— START SELECTION —

Bug #118222 Add Arabic collation with Alef normalization (ا, أ, إ, آ) and case-insensitive support for accurate matching
Submitted: 18 May 11:41 Modified: 19 May 6:31
Reporter: Mostafa Rabia Email Updates:
Status: Verified Impact on me:
None 
Category:MySQL Server: Charsets Severity:S4 (Feature request)
Version:8.0, 8.4, 9.3 OS:Any
Assigned to: CPU Architecture:Any

[18 May 11:41] Mostafa Rabia
Description:
Currently, MySQL lacks a collation that properly supports Arabic case-insensitive and diacritic-insensitive comparison, especially with Arabic letter "Alef" variants such as:

- ا (U+0627)
- أ (U+0623)
- إ (U+0625)
- آ (U+0622)

These characters are considered different in existing collations such as `utf8mb4_general_ci` or `utf8mb4_unicode_ci`, resulting in incorrect query results and unexpected behavior for native Arabic speakers. For example:

    SELECT * FROM users WHERE name = 'احمد';

Would fail to match:
- "أحمد"
- "إحمد"
- "آحمد"

### Feature Request:

Introduce a new collation like `utf8mb4_arabic_ai_ci` or extend the current Arabic collations to:

- Normalize all Alef variants to a base form.
- Optionally ignore diacritics (tashkeel).
- Support case-insensitivity.

This would bring MySQL closer to true Arabic linguistic handling, improve search relevance, and fix common user frustration in Arabic applications.

### References:

- Full article with technical explanation and proposed solution:  
https://ahmadessamdev.medium.com/arabic-case-insensitive-in-database-systems-how-to-solve-...

Thank you!

How to repeat:
-- Create table
CREATE TABLE users (
  id INT AUTO_INCREMENT PRIMARY KEY,
  name VARCHAR(100) CHARACTER SET utf8mb4 COLLATE utf8mb4_general_ci
);

-- Insert sample Arabic names with Alef variants
INSERT INTO users (name) VALUES
  ('احمد'),  -- Alef
  ('أحمد'),  -- Alef with Hamza above
  ('إحمد'),  -- Alef with Hamza below
  ('آحمد');  -- Alef with Madda

-- Now try to search using plain Alef:
SELECT * FROM users WHERE name = 'احمد';

❌ Expected:
The query should return all 4 rows, treating all Alef variants as equal.

❌ Actual:
It only returns the exact match 'احمد'.

🎯 Why this matters
Arabic users expect that searching for "احمد" should match "أحمد", "إحمد", and "آحمد", which all represent the same logical name in Arabic. Current collations treat these as completely different letters.
[19 May 6:31] MySQL Verification Team
Hello Mostafa Rabia,

Thank you for the feature request!

regards,
Umesh

— END SELECTION —

» DESCRIPTION OF THE TASK:
According to the bug report, why does searching for 'احمد' under `utf8mb4_general_ci` fail to find "أحمد", "إحمد", and "آحمد"? Answer in one to three sentences.

— START STORED RECORDS —

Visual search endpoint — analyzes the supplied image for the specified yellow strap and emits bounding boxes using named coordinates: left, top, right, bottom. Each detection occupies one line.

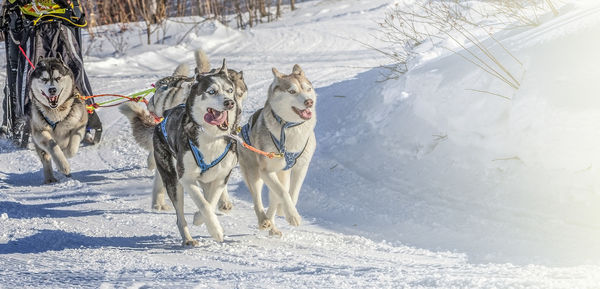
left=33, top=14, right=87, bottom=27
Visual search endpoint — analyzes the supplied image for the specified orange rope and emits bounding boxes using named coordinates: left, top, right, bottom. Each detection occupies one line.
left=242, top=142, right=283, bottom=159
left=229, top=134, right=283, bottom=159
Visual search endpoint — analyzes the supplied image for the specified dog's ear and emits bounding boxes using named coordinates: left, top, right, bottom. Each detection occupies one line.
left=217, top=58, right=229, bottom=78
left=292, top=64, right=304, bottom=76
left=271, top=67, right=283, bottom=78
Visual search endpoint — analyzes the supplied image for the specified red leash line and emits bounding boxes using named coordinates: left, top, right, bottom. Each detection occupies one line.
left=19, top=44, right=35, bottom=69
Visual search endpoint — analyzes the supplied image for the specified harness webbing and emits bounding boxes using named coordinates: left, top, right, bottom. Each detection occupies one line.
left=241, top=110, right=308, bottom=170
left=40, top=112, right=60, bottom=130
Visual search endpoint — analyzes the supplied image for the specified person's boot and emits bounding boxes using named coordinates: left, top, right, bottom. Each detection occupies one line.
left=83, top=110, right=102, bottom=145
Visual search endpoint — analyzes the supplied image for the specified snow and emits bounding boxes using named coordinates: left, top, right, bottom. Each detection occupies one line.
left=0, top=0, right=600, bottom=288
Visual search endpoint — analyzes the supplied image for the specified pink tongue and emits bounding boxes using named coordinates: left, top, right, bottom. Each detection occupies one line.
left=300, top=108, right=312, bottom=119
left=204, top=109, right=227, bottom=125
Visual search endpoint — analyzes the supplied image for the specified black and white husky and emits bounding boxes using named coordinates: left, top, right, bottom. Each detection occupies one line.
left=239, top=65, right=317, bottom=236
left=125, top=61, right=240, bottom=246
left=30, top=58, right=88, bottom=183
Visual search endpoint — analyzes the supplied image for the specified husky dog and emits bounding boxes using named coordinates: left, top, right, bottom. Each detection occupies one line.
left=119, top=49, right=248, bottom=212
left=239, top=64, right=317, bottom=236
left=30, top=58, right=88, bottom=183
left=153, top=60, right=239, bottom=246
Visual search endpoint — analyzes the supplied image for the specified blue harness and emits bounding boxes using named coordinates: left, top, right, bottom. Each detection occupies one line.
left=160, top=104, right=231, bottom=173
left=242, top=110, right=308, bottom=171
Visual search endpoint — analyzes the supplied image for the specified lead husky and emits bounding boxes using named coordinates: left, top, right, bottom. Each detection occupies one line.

— END STORED RECORDS —
— START STORED RECORDS —

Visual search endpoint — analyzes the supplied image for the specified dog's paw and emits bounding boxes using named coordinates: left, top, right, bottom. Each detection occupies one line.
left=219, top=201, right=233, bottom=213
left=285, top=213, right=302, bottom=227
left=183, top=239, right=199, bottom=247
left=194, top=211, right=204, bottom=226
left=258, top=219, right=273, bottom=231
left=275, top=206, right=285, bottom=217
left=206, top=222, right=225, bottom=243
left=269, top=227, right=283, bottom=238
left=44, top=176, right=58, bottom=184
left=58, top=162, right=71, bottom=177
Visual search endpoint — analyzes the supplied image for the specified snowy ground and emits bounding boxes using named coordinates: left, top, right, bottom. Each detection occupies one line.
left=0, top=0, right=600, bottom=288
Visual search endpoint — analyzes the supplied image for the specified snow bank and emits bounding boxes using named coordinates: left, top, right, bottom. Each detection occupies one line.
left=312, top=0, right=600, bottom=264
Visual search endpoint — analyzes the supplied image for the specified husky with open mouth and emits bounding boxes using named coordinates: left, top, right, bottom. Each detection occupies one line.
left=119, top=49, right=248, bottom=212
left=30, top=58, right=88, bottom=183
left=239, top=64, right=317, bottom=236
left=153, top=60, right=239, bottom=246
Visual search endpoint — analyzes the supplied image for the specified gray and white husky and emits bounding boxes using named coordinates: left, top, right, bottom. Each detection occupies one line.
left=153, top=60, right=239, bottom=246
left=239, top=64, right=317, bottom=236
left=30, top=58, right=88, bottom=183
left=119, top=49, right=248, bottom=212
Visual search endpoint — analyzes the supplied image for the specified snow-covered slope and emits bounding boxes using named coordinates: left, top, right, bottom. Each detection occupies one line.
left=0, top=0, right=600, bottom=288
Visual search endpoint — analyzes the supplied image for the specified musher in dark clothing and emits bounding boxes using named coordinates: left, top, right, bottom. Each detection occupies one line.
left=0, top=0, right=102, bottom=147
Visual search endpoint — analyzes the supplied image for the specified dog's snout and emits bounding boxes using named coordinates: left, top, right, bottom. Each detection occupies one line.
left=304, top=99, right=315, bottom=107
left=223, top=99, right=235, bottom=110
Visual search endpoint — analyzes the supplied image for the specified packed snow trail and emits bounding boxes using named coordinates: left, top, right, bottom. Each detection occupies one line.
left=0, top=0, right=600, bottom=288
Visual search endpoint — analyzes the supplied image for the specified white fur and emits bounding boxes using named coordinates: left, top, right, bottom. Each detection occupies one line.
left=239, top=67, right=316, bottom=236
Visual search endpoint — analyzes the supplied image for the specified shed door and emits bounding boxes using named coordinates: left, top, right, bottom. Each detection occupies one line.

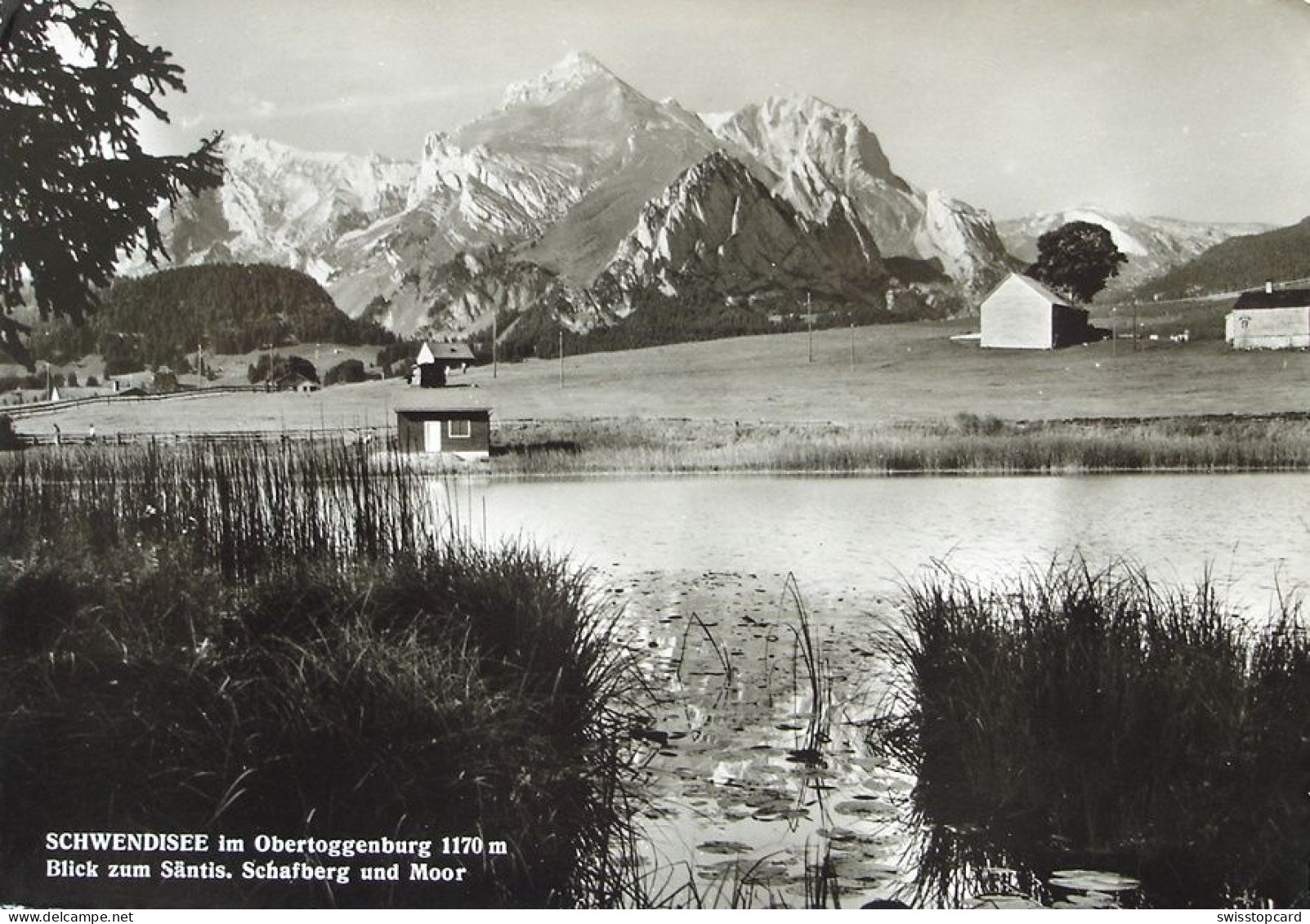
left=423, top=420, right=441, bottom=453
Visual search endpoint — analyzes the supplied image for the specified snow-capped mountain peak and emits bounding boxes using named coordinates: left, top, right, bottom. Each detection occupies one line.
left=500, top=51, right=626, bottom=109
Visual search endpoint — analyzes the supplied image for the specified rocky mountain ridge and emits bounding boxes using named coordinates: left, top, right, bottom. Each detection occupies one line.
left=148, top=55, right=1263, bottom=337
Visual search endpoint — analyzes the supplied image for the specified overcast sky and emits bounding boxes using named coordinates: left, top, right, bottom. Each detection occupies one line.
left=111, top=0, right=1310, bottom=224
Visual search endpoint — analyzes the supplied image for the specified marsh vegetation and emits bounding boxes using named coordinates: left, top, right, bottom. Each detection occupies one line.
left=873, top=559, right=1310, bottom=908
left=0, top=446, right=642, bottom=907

— END STORED RECORDS —
— START STORED RECORDS —

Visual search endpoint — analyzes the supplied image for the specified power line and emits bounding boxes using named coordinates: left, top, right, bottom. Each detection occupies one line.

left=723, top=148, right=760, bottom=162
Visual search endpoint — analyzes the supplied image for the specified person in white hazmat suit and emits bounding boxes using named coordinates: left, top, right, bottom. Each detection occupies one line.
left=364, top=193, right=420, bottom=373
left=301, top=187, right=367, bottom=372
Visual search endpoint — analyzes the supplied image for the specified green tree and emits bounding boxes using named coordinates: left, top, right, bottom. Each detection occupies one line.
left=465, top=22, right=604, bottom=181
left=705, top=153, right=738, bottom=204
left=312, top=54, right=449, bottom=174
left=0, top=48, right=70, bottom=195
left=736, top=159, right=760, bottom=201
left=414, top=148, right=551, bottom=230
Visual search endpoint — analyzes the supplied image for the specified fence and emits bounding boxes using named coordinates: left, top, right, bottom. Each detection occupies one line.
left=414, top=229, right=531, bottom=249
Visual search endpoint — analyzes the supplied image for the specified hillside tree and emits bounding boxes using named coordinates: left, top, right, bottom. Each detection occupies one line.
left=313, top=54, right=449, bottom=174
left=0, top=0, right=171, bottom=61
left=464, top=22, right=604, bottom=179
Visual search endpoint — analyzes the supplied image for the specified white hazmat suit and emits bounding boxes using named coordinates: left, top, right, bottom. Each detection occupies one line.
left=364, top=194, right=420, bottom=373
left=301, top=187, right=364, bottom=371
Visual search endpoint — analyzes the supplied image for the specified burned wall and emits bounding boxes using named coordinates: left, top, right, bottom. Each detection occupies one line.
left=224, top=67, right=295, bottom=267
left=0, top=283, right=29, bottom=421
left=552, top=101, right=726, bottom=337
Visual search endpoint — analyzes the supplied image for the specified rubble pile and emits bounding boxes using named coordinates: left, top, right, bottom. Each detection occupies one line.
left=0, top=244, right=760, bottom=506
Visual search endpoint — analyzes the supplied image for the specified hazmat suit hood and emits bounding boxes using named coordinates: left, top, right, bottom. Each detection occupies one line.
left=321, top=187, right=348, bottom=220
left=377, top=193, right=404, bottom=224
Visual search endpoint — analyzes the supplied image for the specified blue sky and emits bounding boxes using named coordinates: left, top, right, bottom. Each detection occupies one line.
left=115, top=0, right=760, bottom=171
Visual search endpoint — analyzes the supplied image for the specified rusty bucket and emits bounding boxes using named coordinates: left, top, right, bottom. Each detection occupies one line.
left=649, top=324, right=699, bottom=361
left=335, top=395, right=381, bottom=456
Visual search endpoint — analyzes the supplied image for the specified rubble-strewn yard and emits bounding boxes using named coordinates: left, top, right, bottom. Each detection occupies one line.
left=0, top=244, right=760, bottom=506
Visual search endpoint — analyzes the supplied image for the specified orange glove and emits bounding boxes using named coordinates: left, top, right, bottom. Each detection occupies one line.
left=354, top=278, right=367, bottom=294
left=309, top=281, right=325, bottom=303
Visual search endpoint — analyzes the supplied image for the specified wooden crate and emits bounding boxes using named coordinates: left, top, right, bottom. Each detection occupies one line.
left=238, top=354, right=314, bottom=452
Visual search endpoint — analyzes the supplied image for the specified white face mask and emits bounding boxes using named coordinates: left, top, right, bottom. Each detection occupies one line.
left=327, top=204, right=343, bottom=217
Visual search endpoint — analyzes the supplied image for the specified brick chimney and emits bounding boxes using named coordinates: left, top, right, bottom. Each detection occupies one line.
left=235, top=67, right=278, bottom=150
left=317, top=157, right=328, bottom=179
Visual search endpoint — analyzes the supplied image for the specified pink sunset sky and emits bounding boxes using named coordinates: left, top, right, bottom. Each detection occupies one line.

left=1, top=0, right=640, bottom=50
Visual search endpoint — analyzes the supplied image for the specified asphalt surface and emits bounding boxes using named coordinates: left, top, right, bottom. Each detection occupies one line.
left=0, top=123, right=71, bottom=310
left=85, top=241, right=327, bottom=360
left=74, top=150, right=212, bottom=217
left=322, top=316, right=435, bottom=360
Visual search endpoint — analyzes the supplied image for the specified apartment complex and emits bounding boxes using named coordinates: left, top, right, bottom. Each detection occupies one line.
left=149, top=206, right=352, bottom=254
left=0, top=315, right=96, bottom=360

— END STORED RECORDS —

» ANSWER TO THIS EXERCISE:
Existing collations such as `utf8mb4_general_ci` and `utf8mb4_unicode_ci` treat the Alef variants ا, أ, إ, and آ as completely different letters. Because of this, the query returns only the exact match 'احمد', even though all four spellings represent the same logical name in Arabic.